### Text shown
In a survey conducted in November 2020, McKinsey & Co. found that roughly 80% of European small and medium-sized enterprises (SMEs) viewed their economy as “somewhat to extremely weak”. While the sentiment varied across national economies, SMEs in Italy and Spain were the least optimistic, while Germany had the most optimistic.
Nearly two years later, many of the challenges that informed this SME stance are still unresolved or have worsened in some instances. Businesses across the EU continue to experience difficulties owing to congested supply chains, rising energy costs, and stretched finances.
Likewise, the industries most affected by the pandemic, including hospitality, cultural, creative, food and drinks – which account for a majority of SMEs – are still on a sluggish path to recovery.
Commentators in some quarters suggest that regulatory bodies, such as the European Commission, are not doing enough to help EU SMEs survive and thrive.
Small businesses badly hit in Europe
I doubt that anyone can deny the overwhelming and far-reaching effects of the COVID-19 pandemic, especially in the SME sector. For a sector that is mostly labor-intensive and dependent on liquidity generated from a steady cadence of demand and supply, the SME sector was amongst the least prepared for the pandemic. Their higher focus on physical selling, coupled with the low rates of digitalization in the sector, meant that when COVID hit, it hit hardest for small companies, including those in Europe.

### Information shown
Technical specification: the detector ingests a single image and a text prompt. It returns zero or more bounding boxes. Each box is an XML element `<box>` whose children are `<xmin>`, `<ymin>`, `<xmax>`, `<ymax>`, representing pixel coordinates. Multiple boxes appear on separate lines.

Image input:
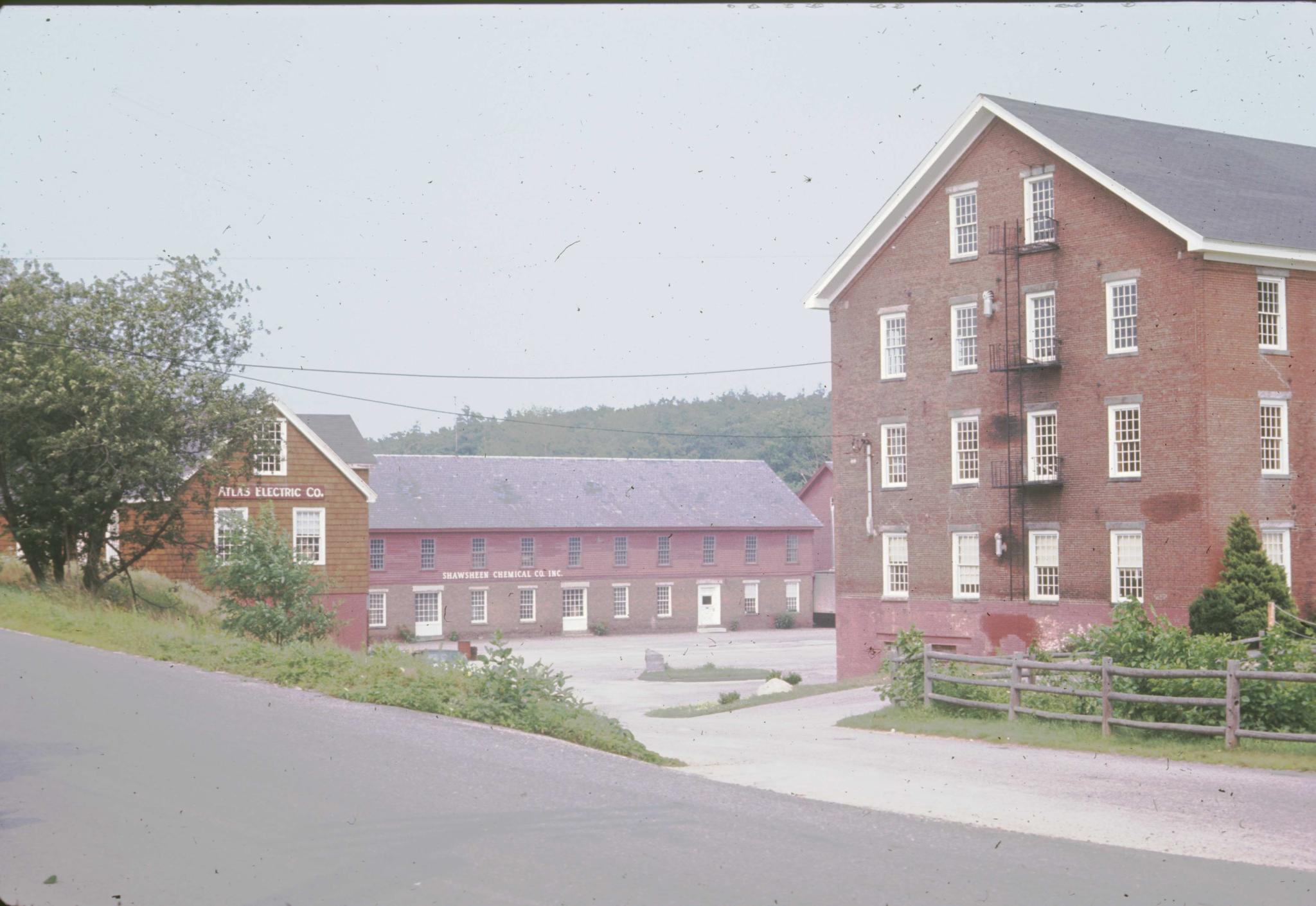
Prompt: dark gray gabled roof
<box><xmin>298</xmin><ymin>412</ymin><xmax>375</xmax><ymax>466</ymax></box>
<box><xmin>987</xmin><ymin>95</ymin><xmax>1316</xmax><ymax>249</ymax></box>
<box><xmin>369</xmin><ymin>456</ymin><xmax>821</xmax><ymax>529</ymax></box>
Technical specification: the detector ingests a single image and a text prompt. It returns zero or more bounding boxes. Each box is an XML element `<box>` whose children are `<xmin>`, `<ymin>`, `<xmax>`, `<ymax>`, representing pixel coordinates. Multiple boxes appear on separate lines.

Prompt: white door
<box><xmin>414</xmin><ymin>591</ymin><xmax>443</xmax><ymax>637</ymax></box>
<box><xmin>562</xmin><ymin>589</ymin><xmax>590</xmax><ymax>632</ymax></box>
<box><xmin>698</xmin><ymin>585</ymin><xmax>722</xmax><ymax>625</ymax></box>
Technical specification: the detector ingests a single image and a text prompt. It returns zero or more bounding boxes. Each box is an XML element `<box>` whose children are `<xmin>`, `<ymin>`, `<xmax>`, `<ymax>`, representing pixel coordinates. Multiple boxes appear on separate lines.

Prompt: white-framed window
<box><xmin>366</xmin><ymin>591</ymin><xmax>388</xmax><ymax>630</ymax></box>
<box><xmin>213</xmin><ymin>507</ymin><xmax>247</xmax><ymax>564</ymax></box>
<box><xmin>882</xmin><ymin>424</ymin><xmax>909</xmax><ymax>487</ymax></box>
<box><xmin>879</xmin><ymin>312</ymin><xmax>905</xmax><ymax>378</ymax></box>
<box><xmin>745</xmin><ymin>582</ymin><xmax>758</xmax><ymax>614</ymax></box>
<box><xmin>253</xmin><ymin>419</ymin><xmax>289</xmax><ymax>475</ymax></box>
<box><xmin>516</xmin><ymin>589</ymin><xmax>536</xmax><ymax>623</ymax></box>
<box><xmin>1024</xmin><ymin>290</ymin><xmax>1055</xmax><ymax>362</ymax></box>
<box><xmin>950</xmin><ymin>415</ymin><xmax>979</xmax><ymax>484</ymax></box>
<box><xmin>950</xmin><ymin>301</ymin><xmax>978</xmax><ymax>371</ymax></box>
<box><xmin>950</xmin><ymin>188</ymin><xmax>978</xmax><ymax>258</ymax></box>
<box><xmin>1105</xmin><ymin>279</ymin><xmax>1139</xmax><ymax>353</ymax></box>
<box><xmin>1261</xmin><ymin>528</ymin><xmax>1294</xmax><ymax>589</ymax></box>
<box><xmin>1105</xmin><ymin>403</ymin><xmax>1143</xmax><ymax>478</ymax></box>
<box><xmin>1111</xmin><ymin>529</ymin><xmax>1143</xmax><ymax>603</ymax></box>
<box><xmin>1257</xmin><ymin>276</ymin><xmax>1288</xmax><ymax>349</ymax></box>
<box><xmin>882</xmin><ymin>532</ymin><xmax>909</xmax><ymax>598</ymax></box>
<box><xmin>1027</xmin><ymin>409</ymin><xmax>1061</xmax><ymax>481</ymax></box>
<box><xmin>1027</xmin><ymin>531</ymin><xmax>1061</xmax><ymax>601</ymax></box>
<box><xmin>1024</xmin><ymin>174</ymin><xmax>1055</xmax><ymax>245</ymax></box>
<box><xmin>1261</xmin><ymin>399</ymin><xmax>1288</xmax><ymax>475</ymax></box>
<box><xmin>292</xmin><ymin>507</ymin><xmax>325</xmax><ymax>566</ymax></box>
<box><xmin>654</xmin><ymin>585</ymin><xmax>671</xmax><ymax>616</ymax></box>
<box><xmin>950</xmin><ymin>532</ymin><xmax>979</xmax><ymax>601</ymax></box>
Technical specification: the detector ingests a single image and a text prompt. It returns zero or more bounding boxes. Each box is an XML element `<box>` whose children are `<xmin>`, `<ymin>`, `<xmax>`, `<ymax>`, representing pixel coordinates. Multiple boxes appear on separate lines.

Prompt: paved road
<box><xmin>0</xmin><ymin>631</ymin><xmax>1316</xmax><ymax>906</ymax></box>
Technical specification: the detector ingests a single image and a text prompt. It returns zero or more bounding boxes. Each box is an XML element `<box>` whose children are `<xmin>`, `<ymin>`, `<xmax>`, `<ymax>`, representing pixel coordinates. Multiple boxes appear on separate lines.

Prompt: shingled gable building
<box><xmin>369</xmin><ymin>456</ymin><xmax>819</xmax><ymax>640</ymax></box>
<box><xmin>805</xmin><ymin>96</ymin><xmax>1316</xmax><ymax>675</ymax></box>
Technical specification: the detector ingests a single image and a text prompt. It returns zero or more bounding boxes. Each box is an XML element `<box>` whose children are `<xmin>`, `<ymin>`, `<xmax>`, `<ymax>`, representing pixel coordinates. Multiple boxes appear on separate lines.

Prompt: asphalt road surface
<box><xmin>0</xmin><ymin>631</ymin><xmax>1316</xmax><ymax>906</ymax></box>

### Exercise description
Transcribe the text on European small businesses word for word, starting with "Small businesses badly" and going on through "those in Europe.".

### Solution to this task
Small businesses badly hit in Europe
I doubt that anyone can deny the overwhelming and far-reaching effects of the COVID-19 pandemic, especially in the SME sector. For a sector that is mostly labor-intensive and dependent on liquidity generated from a steady cadence of demand and supply, the SME sector was amongst the least prepared for the pandemic. Their higher focus on physical selling, coupled with the low rates of digitalization in the sector, meant that when COVID hit, it hit hardest for small companies, including those in Europe.